» **Task details**: What do the lines say from the one containing "Objective: a point on each instance of the megaphone" to the end of the records? Restate them word for word, and only those.

::::

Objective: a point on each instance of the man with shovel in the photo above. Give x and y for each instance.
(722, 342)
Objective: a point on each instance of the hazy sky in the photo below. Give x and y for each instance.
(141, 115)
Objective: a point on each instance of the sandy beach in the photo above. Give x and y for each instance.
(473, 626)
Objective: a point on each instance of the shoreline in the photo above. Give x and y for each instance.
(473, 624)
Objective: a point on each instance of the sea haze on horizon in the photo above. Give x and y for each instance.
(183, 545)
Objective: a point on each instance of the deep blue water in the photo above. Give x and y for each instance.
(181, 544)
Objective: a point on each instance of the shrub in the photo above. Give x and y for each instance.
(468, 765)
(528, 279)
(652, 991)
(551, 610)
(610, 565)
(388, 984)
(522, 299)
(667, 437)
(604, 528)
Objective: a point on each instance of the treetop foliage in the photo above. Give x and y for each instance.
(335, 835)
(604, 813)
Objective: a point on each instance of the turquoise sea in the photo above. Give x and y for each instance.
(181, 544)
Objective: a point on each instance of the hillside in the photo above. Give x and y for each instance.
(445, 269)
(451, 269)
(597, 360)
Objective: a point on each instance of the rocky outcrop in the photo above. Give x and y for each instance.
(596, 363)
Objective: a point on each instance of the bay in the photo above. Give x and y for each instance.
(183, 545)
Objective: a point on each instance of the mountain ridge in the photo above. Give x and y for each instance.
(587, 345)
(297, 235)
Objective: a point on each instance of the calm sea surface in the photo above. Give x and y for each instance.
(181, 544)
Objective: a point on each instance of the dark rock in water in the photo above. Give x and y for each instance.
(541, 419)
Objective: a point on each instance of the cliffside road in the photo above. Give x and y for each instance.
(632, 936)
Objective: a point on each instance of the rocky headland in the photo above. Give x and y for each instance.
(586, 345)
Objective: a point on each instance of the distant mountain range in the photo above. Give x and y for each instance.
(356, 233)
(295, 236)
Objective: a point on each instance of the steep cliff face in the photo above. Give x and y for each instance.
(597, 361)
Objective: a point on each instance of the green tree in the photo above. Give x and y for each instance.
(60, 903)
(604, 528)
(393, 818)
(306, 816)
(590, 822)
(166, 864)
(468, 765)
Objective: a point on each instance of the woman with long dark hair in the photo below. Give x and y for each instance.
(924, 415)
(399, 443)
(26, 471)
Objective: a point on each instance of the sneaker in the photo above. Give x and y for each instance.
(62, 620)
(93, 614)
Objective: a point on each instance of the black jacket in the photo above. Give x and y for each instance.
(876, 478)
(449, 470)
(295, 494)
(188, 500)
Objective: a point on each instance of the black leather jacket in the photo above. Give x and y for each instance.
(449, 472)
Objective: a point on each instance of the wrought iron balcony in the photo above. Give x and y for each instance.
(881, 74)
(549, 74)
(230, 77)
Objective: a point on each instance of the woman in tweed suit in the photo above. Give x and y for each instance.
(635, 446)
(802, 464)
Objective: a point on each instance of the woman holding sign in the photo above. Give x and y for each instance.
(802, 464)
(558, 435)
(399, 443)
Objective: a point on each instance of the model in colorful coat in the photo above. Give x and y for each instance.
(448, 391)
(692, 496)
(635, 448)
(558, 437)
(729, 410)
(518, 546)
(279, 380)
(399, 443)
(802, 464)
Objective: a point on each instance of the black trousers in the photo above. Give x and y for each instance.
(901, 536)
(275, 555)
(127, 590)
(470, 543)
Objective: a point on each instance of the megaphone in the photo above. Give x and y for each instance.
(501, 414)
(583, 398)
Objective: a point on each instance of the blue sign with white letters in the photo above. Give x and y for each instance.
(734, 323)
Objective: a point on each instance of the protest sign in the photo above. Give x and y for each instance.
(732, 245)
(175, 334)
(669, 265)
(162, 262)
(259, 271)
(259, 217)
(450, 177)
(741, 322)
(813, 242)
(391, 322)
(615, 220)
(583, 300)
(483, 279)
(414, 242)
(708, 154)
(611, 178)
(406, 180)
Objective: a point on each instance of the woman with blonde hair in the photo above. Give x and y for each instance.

::::

» **Response**:
Objective: a point on each instance of the megaphone in the photo above. Give x and y for each instance.
(501, 414)
(583, 398)
Objective: a point on each instance of the blue sign with white letters in the photo above. Give x and y for each instance.
(734, 323)
Objective: a point on each instance of the protest sign in the photo above. Give x and y for each instance.
(732, 245)
(175, 334)
(669, 265)
(162, 262)
(259, 271)
(259, 217)
(450, 177)
(741, 322)
(813, 242)
(391, 322)
(615, 220)
(583, 300)
(483, 279)
(414, 242)
(708, 154)
(611, 178)
(406, 180)
Objective: a point on each instance of the woman with blonde hair in the photo above. Give x and y for each instance.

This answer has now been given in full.